EXERCISE AIM: Starting with the line that contains "For each instance of the stone wall coping, set", set down each line through the end of the entries below, exactly and with nothing added.

RAW DATA:

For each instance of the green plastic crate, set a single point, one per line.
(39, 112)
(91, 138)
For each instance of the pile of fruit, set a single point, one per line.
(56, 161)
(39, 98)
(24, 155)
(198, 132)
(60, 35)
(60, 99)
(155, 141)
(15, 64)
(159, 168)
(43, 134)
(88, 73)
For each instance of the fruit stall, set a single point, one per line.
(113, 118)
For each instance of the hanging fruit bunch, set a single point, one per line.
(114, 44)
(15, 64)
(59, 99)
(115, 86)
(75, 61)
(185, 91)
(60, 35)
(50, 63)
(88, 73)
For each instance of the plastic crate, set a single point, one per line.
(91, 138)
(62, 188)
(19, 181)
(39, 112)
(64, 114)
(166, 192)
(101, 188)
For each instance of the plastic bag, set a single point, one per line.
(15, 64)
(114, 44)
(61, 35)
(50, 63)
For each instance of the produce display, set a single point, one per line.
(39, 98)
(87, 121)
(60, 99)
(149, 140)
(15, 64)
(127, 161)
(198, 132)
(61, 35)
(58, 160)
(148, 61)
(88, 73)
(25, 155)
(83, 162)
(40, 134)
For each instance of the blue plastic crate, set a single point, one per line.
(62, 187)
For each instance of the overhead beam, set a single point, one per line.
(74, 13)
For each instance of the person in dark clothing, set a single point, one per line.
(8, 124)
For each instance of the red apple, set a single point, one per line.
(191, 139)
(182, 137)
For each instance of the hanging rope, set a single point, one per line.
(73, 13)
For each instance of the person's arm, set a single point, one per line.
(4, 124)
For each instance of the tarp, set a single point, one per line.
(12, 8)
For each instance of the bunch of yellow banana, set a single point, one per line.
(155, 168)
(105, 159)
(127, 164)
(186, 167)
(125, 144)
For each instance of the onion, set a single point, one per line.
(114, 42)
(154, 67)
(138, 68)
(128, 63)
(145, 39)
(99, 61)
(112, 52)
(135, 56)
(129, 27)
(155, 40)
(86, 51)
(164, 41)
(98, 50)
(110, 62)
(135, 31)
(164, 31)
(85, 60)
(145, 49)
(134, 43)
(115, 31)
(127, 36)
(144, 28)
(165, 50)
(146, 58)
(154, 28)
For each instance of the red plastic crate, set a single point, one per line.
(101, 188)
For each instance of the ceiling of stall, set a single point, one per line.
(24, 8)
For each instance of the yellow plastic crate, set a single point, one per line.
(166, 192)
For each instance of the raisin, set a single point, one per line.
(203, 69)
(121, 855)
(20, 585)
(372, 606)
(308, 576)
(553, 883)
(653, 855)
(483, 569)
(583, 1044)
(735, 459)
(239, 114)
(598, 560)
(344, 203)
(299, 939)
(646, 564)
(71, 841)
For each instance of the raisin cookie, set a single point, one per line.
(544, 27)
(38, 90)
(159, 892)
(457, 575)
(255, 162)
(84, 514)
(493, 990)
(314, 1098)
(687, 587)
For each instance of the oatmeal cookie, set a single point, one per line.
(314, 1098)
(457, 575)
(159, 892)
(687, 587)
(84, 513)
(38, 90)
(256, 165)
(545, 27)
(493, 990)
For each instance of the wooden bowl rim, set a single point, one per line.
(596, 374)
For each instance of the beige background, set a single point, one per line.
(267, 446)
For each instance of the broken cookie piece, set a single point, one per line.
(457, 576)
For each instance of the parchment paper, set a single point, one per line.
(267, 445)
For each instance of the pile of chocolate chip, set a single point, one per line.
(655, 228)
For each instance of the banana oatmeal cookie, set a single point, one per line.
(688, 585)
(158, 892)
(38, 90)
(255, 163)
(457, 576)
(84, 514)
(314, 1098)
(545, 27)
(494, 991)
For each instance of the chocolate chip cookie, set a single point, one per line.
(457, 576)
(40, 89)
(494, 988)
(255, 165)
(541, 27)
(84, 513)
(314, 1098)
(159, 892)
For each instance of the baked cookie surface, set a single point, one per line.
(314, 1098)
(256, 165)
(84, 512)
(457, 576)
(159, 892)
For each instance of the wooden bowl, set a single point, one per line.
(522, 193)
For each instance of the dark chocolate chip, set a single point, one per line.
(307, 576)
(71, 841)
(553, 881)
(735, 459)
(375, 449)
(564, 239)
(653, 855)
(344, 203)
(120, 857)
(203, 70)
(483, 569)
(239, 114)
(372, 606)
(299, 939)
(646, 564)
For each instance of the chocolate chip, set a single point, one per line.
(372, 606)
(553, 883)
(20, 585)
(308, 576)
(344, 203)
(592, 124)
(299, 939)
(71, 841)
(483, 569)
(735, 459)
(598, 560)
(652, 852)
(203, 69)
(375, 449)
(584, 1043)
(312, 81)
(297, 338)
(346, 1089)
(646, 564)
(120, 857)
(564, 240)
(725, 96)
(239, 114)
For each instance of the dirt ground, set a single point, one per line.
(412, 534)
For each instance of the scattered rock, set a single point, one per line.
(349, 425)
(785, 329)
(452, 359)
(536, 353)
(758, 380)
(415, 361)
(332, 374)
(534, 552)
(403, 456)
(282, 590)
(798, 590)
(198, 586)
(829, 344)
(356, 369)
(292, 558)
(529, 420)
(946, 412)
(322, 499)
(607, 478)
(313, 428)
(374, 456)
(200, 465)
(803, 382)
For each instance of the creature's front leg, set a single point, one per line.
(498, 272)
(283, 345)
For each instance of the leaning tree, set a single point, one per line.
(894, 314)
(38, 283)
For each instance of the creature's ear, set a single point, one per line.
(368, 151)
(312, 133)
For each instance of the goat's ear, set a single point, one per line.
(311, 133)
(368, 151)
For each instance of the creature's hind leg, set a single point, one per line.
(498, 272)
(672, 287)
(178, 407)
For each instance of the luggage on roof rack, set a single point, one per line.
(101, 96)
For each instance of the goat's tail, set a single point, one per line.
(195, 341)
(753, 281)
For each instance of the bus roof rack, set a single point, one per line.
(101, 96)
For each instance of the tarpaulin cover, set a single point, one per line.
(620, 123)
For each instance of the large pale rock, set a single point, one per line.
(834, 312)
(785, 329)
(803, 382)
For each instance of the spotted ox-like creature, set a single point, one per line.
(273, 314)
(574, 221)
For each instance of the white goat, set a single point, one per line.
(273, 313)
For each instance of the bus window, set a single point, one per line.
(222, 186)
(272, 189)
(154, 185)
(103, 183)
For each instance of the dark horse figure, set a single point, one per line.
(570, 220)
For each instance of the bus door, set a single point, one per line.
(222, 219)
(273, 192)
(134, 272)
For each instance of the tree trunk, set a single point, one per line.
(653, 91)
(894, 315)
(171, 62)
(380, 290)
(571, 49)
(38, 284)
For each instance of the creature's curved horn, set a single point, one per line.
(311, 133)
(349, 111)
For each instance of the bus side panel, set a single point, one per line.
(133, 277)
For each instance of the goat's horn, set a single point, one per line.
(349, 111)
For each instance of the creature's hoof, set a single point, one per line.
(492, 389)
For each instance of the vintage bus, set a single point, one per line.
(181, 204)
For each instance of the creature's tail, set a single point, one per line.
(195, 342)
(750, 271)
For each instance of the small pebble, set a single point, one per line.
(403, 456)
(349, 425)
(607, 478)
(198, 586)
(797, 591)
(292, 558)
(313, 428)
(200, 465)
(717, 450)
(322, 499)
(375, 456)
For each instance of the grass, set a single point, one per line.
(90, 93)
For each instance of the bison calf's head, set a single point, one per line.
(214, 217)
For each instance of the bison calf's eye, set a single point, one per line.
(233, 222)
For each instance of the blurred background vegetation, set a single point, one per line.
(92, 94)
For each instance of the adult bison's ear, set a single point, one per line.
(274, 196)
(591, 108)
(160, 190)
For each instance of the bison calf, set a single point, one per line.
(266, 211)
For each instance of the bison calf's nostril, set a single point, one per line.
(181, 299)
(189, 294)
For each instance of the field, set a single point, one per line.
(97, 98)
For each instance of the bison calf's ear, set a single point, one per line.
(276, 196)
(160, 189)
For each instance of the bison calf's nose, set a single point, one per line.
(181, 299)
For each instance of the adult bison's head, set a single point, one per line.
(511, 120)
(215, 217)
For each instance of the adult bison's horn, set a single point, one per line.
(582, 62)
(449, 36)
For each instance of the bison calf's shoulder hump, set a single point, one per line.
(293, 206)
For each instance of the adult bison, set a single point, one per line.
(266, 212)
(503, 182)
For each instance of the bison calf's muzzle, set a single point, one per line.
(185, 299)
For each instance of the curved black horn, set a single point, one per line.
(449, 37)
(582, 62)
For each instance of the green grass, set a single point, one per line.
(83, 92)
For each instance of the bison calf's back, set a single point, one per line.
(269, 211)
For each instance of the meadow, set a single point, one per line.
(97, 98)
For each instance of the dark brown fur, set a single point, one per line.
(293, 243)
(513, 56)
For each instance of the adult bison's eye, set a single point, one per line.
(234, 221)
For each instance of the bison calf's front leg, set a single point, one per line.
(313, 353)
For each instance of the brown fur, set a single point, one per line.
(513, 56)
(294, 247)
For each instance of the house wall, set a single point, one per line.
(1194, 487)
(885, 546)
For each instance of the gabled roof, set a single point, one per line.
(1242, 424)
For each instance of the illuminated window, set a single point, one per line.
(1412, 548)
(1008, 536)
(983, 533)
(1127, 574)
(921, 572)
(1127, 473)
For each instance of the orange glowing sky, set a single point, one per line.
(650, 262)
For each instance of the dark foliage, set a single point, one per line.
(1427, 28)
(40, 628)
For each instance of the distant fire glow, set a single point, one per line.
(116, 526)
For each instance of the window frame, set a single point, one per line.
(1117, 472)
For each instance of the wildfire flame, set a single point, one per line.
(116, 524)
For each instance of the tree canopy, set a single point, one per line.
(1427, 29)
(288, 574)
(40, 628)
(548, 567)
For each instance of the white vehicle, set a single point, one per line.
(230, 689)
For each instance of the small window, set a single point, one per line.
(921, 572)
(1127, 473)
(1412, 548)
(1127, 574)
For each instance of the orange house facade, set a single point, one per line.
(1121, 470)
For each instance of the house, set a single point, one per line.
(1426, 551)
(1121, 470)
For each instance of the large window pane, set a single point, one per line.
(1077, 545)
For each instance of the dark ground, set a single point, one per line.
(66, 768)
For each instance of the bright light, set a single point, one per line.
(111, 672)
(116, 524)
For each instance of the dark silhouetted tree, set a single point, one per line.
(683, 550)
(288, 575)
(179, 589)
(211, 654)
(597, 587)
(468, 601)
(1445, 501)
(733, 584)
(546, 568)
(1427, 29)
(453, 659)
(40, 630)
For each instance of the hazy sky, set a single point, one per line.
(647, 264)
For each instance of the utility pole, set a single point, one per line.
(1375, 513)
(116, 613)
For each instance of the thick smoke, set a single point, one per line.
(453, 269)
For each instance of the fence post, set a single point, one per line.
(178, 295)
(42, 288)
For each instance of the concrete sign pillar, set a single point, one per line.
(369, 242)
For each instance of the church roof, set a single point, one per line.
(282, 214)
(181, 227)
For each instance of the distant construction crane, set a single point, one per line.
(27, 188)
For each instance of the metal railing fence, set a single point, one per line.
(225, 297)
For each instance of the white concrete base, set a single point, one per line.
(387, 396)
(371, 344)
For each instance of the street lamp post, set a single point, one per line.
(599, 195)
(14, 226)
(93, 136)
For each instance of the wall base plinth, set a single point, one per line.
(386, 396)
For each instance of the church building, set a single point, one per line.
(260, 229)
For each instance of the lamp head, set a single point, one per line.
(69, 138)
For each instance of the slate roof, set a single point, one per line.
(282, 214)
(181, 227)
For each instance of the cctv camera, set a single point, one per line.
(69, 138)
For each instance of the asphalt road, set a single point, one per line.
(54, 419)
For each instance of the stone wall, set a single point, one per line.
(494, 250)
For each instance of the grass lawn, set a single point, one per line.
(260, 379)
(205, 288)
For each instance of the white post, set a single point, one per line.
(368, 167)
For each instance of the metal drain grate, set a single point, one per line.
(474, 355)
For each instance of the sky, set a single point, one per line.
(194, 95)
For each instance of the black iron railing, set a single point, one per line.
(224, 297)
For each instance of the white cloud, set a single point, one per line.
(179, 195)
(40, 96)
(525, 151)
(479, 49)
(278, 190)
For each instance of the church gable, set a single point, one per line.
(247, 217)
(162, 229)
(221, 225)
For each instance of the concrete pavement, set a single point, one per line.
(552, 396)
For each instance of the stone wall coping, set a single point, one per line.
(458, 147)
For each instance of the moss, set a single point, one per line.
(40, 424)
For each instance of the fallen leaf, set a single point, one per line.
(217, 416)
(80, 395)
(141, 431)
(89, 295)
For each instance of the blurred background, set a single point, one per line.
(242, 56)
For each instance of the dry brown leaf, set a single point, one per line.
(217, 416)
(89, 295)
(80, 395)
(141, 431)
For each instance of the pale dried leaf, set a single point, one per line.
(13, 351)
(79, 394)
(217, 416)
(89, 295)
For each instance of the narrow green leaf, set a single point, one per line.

RESPONSE:
For each instance of the stone wall coping, set a single point, one per line.
(458, 147)
For each instance of the moss, set a single point, one per line.
(40, 424)
For each instance of the fallen leaf, set a single point, one per line.
(217, 416)
(80, 395)
(141, 431)
(89, 295)
For each instance of the blurred background, set a single point, one per line.
(242, 56)
For each instance of the dry brown leaf, set a single point, one per line.
(217, 416)
(89, 295)
(80, 395)
(141, 431)
For each instance of the pale dried leaf, set a single point, one per line.
(13, 351)
(79, 394)
(217, 416)
(89, 295)
For each instance of the narrow green leaf, set a single point, one per line.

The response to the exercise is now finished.